DOCUMENT PASSAGE =
-- Opening Marker --

MOGAM Institute for Biomedical Research
A BART-based foundation model for mRNA coding-sequence analysis, pretrained by denoising across nine taxonomic groups and fine-tunable for expression, stability, and riboswitch tasks.
Messenger RNA has become a central therapeutic modality, but the design of mRNA sequences—optimizing codon usage, stability, and translational output—remains largely heuristic. CDS-BART is a sequence-to-sequence foundation model that brings self-supervised representation learning to the messenger RNA coding sequence (CDS), aiming to give therapeutic and synthetic-biology designers a general-purpose, fine-tunable backbone rather than a single task-specific predictor.
Developed by the MOGAM Institute for Biomedical Research and described in a March 2026 bioRxiv preprint, CDS-BART adapts the BART denoising autoencoder—an encoder–decoder transformer pretrained to reconstruct corrupted text—to nucleotide sequences. The model is pretrained on mRNA from NCBI RefSeq spanning nine taxonomic groups, giving it cross-species exposure rather than a single-organism view. Unlike encoder-only nucleotide language models, its seq2seq design naturally supports both representation extraction and generative reconstruction.
CDS-BART sits alongside a small but growing class of RNA-focused foundation models (such as RNA-FM and CodonBERT), but is distinguished by its denoising seq2seq objective and its explicit focus on coding sequences up to therapeutic mRNA lengths.
CDS-BART is a roughly 200M-parameter BART model with a SentencePiece tokenizer and a maximum context of 850 subword tokens, sufficient to span mRNA coding sequences of approximately 4 kb. Pretraining uses the standard BART denoising objective—text infilling and corruption followed by reconstruction—applied to RefSeq mRNA across nine taxonomic groups. For downstream use, the encoder representations are fine-tuned on task-specific datasets released alongside the model: E. coli protein expression, fungal gene expression, mRFP production, cross-species mRNA stability, SARS-CoV-2 vaccine mRNA degradation, and tetracycline (Tc) riboswitch activity. These six benchmarks let practitioners evaluate the model on both regression (expression, stability) and classification settings.

-- Closing Marker --

WORK TASK 1 = According to the passage on CDS-BART, what is the model's maximum context length?
WORK TASK 2 = Decide whether each statement agrees with the passage on CDS-BART, answering yes or no and quoting the deciding words. (a) CDS-BART is pretrained on mRNA drawn from nine taxonomic groups. (b) CDS-BART is an encoder-only nucleotide language model. (c) CDS-BART has about 500M parameters.
None of these lines are needed.

Spatial localization data:

-- Opening Marker --

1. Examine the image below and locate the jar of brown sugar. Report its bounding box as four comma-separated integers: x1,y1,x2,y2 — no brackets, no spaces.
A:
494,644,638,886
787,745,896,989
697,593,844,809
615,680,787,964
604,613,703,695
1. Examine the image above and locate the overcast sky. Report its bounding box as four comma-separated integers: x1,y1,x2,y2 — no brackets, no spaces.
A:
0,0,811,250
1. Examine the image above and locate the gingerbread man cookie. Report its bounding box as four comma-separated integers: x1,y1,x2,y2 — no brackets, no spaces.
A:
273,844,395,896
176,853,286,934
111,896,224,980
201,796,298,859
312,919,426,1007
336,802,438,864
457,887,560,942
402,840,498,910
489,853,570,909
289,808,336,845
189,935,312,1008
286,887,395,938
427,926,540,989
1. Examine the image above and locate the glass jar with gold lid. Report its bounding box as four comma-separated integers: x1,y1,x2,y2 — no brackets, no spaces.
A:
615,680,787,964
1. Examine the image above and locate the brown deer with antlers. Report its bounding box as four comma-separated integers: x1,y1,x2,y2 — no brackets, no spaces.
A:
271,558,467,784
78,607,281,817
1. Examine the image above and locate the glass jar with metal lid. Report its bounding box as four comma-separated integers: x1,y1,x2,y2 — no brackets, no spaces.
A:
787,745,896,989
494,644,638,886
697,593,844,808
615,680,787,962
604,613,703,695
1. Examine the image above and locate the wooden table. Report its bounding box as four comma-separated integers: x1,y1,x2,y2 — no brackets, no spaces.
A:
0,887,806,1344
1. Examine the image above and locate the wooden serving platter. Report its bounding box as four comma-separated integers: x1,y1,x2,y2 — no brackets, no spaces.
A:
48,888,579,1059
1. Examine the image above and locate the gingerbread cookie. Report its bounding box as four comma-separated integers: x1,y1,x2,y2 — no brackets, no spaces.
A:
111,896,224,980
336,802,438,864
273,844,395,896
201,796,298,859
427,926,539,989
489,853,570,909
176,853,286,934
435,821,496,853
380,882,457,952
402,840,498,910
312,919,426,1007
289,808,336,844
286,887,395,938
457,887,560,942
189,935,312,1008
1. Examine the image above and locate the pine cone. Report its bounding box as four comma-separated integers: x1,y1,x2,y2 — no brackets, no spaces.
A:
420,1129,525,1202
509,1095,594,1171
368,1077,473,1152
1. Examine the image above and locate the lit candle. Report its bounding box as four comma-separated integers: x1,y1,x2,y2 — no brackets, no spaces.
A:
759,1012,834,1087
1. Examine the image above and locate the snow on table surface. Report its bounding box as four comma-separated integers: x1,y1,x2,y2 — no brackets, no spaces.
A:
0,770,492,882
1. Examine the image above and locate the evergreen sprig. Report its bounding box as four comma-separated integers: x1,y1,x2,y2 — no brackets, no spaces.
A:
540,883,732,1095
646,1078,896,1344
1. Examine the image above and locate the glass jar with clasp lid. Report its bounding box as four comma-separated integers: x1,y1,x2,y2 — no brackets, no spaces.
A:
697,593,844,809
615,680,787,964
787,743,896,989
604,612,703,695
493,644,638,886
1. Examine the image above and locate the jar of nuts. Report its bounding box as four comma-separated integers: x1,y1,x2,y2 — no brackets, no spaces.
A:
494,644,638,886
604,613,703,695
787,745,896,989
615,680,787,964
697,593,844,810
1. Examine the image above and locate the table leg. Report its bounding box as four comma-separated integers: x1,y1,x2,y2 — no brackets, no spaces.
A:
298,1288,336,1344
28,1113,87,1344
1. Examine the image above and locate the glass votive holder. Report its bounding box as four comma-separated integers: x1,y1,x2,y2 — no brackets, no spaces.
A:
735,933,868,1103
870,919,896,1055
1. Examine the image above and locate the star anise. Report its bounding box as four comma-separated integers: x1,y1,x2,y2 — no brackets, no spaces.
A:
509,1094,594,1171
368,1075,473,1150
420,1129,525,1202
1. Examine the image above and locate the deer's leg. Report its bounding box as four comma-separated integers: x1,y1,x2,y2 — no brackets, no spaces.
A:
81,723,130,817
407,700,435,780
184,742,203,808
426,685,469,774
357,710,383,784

-- Closing Marker --

RESPONSE AREA 1 = 850 subword tokens.

RESPONSE AREA 2 =
(a) Yes: "The model is pretrained on mRNA from NCBI RefSeq spanning nine taxonomic groups"
(b) No: "Unlike encoder-only nucleotide language models, its seq2seq design naturally supports both representation extraction and generative reconstruction."
(c) No: "CDS-BART is a roughly 200M-parameter BART model"